=== Work request ===
Output the full listing word for word.

=== Available data ===
******************************

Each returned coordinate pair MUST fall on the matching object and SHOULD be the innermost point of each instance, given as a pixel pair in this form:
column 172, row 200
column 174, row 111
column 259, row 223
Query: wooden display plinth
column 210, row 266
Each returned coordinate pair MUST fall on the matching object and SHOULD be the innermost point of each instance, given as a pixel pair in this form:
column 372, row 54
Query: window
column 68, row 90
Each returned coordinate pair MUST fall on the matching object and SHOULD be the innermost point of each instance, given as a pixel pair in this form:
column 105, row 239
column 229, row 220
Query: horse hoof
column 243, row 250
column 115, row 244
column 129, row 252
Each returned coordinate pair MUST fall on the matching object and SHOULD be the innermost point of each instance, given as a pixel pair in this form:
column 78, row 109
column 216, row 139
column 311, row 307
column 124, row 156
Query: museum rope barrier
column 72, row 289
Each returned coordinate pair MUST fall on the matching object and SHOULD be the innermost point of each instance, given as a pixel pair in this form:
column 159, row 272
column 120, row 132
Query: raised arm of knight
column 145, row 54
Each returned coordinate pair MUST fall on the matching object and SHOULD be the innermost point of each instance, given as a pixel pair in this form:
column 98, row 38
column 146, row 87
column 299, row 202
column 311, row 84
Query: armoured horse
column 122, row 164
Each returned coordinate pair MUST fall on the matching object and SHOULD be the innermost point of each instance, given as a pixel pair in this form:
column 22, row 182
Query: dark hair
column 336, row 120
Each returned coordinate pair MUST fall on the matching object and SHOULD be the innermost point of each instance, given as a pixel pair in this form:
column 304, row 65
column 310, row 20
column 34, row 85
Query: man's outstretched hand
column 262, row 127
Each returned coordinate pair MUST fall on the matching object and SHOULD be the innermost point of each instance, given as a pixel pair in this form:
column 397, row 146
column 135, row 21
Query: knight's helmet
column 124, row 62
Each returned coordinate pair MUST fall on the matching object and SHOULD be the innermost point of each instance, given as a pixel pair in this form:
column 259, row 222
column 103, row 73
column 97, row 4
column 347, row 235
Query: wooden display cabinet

******************************

=== Solution for this exercise ===
Each returned coordinate pair MUST fall on the matching object and SHOULD be the innermost point of each instance, given as a pixel pair in this form:
column 172, row 200
column 174, row 111
column 259, row 223
Query: wooden display plinth
column 210, row 266
Each returned coordinate pair MUST fall on the matching object and SHOULD be the innermost point of each instance, given as a pixel pair in this form:
column 372, row 54
Query: window
column 68, row 90
Each returned coordinate pair MUST fall on the matching object and SHOULD be the innermost point of each instance, given as a pixel pair in this form:
column 105, row 239
column 229, row 220
Query: horse hoof
column 243, row 250
column 115, row 244
column 129, row 252
Each returned coordinate pair MUST fall on the matching object and SHOULD be the innermost point of each instance, given as a pixel pair in this form:
column 78, row 109
column 216, row 139
column 311, row 307
column 124, row 156
Query: museum rope barrier
column 72, row 289
Each returned coordinate pair MUST fall on the matching object and SHOULD be the innermost point of each instance, given as a pixel pair in this form:
column 159, row 272
column 120, row 132
Query: raised arm of knight
column 145, row 54
Each returned coordinate pair MUST fall on the matching object and SHOULD be the innermost point of each instance, given as a pixel pair in this form:
column 98, row 38
column 146, row 87
column 299, row 202
column 311, row 84
Query: armoured horse
column 122, row 164
Each returned coordinate pair MUST fall on the matching object and SHOULD be the innermost point of each instance, given as a pixel pair in this form:
column 22, row 182
Query: dark hair
column 336, row 120
Each returned coordinate pair MUST fall on the matching object and SHOULD be the innermost point of each instance, given as a pixel pair in this form:
column 304, row 65
column 310, row 20
column 34, row 85
Query: man's outstretched hand
column 262, row 127
Each returned coordinate pair MUST fall on the matching object and SHOULD be the innermost point of each instance, given as a pixel pair in this form:
column 397, row 146
column 135, row 21
Query: knight's helmet
column 124, row 62
Each returned coordinate pair MUST fall on the matching object and SHOULD be the innermost point of each instance, given as a pixel pair in this form:
column 259, row 222
column 103, row 73
column 97, row 4
column 347, row 235
Query: wooden display cabinet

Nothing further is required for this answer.